Please rename "site survey" to "room audit" in the items below, from the line holding "the woman in" through the line holding "column 327, row 100", inclusive. Write out only those lines, with everything else unchanged.

====== DATASET ROWS

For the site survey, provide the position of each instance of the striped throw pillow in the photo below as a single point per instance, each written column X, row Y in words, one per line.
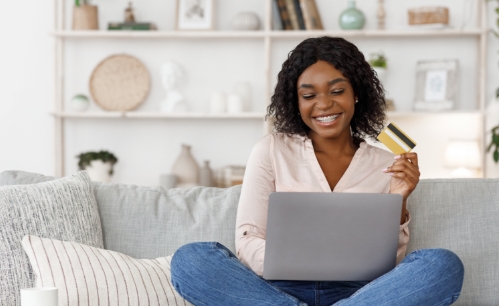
column 91, row 276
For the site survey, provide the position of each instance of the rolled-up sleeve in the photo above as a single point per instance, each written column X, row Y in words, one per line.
column 251, row 222
column 403, row 238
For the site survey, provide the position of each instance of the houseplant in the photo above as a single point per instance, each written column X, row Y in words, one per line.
column 378, row 63
column 494, row 143
column 99, row 165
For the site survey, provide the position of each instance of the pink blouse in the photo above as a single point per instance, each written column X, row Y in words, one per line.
column 279, row 162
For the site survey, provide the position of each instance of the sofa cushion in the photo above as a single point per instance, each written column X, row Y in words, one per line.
column 89, row 276
column 461, row 215
column 150, row 222
column 63, row 209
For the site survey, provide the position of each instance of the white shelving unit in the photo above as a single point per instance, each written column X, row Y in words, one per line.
column 268, row 37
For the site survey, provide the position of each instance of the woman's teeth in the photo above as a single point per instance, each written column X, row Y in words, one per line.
column 327, row 119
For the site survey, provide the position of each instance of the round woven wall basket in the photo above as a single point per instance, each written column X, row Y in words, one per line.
column 120, row 83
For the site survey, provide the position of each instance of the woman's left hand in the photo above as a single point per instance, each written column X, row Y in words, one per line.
column 405, row 174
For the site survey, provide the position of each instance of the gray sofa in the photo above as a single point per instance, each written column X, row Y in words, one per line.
column 148, row 222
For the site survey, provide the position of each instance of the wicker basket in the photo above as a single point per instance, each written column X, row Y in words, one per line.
column 120, row 83
column 429, row 15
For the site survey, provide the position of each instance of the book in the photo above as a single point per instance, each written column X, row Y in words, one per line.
column 311, row 15
column 299, row 15
column 276, row 17
column 131, row 26
column 290, row 6
column 283, row 11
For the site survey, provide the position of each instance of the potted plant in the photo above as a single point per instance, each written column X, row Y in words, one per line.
column 99, row 165
column 493, row 109
column 378, row 63
column 85, row 16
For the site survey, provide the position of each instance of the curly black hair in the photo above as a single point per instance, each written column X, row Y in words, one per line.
column 369, row 113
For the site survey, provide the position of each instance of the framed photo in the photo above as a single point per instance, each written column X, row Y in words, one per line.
column 436, row 85
column 194, row 15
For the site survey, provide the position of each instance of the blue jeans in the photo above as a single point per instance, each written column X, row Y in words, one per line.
column 207, row 273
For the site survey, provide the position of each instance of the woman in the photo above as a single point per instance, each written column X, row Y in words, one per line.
column 327, row 100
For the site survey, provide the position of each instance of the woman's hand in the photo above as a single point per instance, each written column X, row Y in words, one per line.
column 405, row 178
column 405, row 174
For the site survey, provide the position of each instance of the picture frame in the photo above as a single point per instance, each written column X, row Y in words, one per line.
column 436, row 85
column 194, row 14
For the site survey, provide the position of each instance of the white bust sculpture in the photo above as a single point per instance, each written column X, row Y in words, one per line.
column 172, row 75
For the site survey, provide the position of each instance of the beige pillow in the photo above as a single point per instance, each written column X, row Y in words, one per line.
column 90, row 276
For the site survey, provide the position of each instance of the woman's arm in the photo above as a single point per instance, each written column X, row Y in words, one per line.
column 405, row 177
column 251, row 222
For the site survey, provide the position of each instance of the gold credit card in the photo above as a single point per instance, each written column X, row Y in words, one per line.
column 397, row 141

============

● OUTPUT FOR THIS TASK
For the room audit, provide the position of each instance of the woman in the photo above as a single point per instance, each written column X, row Y in words, one per line.
column 327, row 100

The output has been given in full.